— begin Provided information —
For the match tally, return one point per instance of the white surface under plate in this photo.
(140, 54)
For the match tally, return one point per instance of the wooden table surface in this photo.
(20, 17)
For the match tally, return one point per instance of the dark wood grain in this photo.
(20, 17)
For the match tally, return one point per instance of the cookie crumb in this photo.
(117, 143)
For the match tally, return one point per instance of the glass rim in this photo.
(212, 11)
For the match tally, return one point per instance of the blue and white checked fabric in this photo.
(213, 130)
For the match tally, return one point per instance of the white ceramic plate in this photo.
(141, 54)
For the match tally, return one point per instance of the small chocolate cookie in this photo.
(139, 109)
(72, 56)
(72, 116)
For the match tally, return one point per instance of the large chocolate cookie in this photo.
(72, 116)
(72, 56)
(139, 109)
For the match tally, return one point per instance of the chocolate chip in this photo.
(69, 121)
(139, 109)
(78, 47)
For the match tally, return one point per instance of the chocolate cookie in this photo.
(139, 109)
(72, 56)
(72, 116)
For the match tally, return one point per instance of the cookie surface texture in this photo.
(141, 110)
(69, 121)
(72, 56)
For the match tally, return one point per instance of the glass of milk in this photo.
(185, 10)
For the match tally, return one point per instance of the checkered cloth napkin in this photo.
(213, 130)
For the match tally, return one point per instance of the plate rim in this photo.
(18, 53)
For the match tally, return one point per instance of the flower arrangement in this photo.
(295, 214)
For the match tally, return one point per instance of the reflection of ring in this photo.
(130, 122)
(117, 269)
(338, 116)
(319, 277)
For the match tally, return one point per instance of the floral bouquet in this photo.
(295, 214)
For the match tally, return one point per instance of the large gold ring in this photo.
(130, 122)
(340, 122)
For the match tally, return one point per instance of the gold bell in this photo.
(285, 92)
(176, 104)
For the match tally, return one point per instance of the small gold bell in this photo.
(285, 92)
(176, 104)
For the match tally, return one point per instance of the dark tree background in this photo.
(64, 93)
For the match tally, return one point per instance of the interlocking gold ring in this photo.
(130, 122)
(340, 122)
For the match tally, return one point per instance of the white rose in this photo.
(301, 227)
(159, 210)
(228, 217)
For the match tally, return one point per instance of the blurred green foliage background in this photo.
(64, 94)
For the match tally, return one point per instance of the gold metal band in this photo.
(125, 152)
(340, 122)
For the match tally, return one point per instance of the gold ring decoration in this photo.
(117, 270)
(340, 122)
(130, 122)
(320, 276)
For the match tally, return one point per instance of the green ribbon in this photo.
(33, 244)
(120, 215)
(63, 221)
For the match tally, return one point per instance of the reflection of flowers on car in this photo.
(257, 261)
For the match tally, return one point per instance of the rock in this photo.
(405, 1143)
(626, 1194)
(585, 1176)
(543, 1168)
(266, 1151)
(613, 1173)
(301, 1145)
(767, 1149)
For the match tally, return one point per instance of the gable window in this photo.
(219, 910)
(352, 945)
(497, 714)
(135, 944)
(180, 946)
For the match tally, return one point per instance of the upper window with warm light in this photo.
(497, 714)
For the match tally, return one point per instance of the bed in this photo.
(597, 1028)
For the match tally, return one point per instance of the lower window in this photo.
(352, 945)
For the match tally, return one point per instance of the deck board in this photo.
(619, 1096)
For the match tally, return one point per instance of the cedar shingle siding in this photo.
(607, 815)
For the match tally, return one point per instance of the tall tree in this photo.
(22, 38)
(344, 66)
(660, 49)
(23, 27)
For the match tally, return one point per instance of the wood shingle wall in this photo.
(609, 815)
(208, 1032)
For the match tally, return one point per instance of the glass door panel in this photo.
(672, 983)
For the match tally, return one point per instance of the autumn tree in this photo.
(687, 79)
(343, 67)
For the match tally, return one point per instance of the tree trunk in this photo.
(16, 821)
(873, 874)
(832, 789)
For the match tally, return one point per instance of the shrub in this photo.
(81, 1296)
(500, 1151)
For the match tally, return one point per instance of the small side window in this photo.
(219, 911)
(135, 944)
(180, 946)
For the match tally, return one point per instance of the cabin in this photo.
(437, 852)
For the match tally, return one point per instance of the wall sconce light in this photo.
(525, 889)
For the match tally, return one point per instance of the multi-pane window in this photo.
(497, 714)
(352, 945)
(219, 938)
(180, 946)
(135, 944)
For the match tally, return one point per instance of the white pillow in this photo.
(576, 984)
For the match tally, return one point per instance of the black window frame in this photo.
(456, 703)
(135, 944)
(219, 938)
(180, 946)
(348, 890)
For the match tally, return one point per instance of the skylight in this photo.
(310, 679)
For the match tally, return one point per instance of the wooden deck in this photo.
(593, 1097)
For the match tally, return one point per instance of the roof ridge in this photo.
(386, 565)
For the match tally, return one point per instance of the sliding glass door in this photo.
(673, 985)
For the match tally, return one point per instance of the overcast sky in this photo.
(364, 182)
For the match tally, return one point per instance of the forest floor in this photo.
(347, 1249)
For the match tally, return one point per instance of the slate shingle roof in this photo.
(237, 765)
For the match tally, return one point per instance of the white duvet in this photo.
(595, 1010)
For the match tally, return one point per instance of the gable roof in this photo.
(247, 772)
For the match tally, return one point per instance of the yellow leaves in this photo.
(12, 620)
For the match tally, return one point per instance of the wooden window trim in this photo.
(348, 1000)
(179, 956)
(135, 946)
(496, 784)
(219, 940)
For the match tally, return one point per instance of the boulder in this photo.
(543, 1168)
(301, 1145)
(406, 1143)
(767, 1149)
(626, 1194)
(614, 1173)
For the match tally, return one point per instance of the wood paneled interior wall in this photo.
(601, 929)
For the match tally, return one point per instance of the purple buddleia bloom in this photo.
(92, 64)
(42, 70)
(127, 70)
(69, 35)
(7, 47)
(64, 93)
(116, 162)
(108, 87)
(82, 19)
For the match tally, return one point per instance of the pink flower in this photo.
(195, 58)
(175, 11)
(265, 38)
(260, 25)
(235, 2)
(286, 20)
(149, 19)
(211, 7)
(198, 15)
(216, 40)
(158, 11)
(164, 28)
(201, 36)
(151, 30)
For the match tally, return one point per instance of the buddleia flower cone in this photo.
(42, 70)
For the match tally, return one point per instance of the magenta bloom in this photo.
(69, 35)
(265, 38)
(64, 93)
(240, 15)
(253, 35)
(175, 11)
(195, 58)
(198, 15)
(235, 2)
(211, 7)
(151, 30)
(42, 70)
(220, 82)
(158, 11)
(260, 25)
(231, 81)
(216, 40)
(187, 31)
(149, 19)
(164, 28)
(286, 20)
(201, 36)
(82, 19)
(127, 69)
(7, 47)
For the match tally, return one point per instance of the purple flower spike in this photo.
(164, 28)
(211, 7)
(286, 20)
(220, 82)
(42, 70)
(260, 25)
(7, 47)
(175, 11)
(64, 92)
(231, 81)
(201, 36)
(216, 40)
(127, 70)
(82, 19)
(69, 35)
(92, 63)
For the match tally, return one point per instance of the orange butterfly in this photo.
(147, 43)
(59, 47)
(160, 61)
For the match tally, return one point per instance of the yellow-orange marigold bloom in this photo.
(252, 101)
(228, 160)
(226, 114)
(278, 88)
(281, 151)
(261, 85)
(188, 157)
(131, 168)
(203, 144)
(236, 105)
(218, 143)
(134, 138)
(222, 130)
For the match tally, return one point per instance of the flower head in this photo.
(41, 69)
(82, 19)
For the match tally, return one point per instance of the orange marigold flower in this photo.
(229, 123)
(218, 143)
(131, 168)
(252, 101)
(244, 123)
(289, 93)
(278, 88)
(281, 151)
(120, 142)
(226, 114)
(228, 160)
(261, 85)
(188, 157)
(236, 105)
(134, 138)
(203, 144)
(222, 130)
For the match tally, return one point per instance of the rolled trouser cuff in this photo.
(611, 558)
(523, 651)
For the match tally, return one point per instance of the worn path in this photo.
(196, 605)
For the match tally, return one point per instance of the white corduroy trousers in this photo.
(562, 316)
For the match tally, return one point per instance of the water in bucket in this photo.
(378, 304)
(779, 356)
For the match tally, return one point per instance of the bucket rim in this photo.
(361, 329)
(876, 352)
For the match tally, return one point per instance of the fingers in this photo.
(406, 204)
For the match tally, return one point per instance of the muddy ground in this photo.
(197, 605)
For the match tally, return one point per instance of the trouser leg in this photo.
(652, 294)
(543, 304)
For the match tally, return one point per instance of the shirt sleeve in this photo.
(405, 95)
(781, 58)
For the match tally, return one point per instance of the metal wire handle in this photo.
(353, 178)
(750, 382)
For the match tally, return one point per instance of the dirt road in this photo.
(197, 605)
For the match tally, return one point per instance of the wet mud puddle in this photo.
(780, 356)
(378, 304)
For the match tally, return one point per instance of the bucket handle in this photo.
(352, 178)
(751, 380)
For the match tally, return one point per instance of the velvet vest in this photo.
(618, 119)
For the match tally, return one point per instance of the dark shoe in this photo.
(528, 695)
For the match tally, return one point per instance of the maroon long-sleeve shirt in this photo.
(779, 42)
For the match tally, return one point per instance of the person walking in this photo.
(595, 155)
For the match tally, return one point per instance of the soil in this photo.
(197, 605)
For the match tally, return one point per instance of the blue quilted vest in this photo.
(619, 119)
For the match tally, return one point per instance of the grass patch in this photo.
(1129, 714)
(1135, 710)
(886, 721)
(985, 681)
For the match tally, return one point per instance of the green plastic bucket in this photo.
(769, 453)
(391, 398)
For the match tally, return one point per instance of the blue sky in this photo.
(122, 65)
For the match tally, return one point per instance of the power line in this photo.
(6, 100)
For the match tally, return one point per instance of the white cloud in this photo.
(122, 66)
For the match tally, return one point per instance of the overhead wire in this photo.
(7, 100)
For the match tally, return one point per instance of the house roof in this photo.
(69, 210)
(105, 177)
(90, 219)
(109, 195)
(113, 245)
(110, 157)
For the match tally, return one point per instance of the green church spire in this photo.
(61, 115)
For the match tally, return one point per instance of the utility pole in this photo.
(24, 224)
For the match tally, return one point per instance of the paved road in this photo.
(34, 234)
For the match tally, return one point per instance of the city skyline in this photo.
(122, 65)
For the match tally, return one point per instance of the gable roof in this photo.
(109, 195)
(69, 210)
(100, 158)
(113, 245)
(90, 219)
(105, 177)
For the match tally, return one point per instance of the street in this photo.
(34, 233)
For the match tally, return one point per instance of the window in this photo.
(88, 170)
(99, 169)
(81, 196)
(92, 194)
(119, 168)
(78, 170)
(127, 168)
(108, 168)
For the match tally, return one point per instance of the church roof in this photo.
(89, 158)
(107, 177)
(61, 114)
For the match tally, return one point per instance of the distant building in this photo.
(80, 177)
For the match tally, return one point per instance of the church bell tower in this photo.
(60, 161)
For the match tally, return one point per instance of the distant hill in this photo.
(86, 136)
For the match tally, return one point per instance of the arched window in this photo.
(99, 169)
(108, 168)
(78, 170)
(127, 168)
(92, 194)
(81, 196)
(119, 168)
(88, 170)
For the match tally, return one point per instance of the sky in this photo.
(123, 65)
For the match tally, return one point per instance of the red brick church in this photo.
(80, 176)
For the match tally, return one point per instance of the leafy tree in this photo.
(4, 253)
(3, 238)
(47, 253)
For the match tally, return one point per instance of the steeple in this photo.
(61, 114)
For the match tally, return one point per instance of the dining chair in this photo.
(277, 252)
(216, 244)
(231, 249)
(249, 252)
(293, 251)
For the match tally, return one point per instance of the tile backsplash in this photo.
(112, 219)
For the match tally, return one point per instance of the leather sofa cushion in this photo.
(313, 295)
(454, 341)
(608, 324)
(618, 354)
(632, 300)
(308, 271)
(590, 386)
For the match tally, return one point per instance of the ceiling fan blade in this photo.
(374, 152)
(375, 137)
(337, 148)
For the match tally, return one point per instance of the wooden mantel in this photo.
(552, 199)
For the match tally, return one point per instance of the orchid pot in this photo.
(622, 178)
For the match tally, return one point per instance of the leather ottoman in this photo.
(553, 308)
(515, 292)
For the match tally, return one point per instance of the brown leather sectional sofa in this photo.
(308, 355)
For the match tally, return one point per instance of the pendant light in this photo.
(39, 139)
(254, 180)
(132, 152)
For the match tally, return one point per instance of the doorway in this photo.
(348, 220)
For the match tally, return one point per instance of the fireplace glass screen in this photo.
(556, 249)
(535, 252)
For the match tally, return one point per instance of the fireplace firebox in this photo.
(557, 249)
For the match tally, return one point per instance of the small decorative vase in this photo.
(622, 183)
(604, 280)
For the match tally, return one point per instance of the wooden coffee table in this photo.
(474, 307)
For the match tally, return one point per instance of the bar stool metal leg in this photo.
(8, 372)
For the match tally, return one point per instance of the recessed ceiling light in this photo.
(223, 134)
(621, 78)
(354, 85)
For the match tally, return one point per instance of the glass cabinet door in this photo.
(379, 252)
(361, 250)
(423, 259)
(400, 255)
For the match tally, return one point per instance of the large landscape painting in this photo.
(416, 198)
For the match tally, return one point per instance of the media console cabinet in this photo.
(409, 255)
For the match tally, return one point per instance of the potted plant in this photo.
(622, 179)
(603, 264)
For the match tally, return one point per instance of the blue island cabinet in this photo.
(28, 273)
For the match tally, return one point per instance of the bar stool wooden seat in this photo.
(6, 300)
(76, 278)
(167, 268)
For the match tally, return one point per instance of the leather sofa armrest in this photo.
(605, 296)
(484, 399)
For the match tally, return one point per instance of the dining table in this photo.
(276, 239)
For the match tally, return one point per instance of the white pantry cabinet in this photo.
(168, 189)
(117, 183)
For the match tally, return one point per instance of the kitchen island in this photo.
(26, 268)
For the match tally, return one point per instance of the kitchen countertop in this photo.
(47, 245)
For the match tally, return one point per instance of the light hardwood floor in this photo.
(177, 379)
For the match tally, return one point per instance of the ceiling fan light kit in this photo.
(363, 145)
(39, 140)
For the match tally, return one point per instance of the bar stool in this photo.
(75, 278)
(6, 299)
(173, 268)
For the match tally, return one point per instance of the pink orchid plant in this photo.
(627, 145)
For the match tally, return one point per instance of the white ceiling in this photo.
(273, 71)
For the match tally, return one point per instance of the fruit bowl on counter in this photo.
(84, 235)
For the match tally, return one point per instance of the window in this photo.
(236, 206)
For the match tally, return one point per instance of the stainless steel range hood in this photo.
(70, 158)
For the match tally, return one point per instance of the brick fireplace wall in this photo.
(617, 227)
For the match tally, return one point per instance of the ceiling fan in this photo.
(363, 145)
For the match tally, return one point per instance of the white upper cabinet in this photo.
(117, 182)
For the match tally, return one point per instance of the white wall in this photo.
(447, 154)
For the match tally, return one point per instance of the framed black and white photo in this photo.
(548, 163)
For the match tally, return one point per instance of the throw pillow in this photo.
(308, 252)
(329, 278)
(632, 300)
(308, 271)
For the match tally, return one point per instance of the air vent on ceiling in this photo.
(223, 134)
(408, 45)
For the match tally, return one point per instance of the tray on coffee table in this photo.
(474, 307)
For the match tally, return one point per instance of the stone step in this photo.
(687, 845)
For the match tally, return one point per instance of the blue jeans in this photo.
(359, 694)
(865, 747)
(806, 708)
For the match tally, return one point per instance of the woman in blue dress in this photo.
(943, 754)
— end Provided information —
◆ **Goal**:
Repeat the line containing "on ceiling in this photo." and all subsequent lines through the final line of the data, exactly and with no others.

◆ **Exercise answer**:
For the match tally, return one point per instance of the air vent on ceiling in this photo.
(223, 134)
(408, 45)
For the match tally, return one point per instance of the tray on coffee table in this photo.
(474, 307)
For the match tally, return one point per instance of the stone step in this photo.
(687, 845)
For the match tally, return one point per instance of the blue jeans in this photo.
(359, 694)
(865, 747)
(806, 708)
For the match tally, return one point per instance of the woman in blue dress in this photo.
(943, 754)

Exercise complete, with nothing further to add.